Your task. Count how many lines of the items below contain the word "white", and reply with that number alone.

Pointing dataset records
☆ ☆ ☆ ☆ ☆

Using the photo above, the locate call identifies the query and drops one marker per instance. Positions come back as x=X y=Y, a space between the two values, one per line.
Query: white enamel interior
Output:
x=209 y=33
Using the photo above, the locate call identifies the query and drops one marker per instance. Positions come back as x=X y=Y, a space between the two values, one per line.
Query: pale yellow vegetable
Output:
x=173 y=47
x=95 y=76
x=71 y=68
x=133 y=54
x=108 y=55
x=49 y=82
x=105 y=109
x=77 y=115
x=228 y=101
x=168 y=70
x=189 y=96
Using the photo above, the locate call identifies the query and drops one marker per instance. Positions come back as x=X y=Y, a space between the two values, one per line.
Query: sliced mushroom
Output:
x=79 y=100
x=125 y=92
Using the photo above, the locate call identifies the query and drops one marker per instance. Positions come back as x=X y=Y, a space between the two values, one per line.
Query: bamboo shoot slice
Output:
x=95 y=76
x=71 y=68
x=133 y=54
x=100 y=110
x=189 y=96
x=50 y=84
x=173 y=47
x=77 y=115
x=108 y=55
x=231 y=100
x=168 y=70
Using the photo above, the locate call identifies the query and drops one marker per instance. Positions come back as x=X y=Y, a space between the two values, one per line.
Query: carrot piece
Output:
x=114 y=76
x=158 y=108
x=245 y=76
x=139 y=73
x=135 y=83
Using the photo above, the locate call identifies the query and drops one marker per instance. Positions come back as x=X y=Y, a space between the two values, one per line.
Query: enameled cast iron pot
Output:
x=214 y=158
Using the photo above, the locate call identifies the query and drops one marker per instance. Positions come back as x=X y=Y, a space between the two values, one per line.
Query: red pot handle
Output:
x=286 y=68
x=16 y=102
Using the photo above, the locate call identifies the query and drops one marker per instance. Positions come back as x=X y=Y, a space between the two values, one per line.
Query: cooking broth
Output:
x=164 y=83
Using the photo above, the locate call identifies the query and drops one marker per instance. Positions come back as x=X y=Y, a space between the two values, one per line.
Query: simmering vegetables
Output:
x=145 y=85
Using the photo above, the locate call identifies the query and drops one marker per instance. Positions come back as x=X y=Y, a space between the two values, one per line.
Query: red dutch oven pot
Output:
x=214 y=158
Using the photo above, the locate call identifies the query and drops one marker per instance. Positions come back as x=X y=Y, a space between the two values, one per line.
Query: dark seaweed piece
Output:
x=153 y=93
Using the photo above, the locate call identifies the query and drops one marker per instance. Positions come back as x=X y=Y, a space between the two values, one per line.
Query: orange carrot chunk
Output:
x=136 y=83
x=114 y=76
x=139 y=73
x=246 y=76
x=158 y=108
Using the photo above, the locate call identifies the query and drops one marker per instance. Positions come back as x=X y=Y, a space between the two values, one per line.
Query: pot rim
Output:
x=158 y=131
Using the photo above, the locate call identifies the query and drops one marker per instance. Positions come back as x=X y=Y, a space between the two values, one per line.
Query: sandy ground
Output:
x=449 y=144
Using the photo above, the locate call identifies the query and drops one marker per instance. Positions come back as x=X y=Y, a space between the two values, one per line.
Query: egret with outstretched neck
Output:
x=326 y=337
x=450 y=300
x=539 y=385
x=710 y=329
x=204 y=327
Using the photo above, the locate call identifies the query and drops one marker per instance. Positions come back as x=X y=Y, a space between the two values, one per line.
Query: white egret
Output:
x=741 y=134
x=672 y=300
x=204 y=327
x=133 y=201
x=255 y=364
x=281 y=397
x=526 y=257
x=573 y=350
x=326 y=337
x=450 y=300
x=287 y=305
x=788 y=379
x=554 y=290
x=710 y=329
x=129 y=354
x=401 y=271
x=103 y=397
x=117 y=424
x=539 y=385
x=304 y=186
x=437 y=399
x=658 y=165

☆ ☆ ☆ ☆ ☆

Solution for this exercise. 2